**Passage**
Thread: Random pg_upgrade 004_subscription test failure on drongo

Random pg_upgrade 004_subscription test failure on drongo

From
vignesh C
Date:
Hi,

In one of the recent buildfarm runs, the test
pg_upgrade/004_subscription test fails at [1].
It has failed with the following:
Restoring database schemas in the new cluster
*failure*

Consult the last few lines of

"C:/prog/bf/root/HEAD/pgsql.build/testrun/pg_upgrade/004_subscription/data/t_004_subscription_new_sub_data/pgdata/pg_upgrade_output.d/20250310T194018.517/log/pg_upgrade_dump_1.log"
for
the probable cause of the failure.
Failure, exiting

Unfortunately we don't have pg_upgrade_output.d contents in buildfarm
to see what is the exact reason.
I checked old buildfarm failures and found a similar failure in drongo
for pg_upgarde/003_logical_slots at [2].

The test failure can happen because of the reason mentioned at [3] and [6].
I'm just requoting the contents from there, if you have checked [3]
and [6] skip the below contents:
---------------------------------------------
The failure reason for the earlier failure was found to be:
According to it, the TRUNCATE command seemed to be failed due to a
"File exists" error.

**Provided material**

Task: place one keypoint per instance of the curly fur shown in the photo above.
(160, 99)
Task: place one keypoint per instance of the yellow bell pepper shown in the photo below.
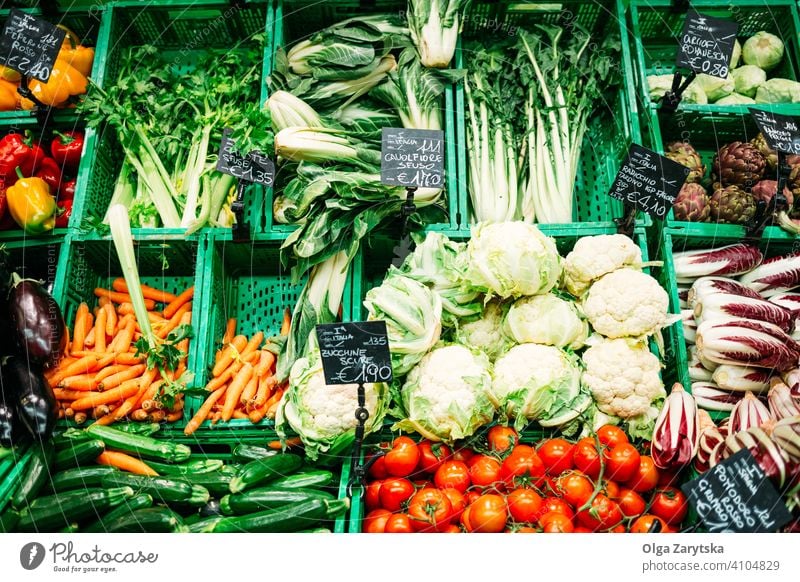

**Request 1**
In the thread about the pg_upgrade test failure on drongo, what error caused the TRUNCATE command to fail in the earlier failure?
**Request 2**
Resume the thread about the pg_upgrade test failure on drongo, continuing on from its last sentence.

**Right answer 1**
A "File exists" error.

**Right answer 2**
2023-11-15 00:02:02.239 UTC [1752:18] 003_logical_slots.pl ERROR:
could not create file "base/1/2683": File exists
2023-11-15 00:02:02.239 UTC [1752:19] 003_logical_slots.pl STATEMENT:
-- For binary upgrade, preserve pg_largeobject and index relfilenodes
SELECT pg_catalog.binary_upgrade_set_next_index_relfilenode('2683'::pg_catalog.oid);
SELECT pg_catalog.binary_upgrade_set_next_heap_relfilenode('2613'::pg_catalog.oid);
TRUNCATE pg_catalog.pg_largeobject;
...

## Analysis
I think it was caused due to the STATUS_DELETE_PENDING failure, not
related with recent
updates for pg_upgrade.

The file "base/1/2683" is an index file for
pg_largeobject_loid_pn_index, and the
output meant that file creation failed. Below is a backtrace.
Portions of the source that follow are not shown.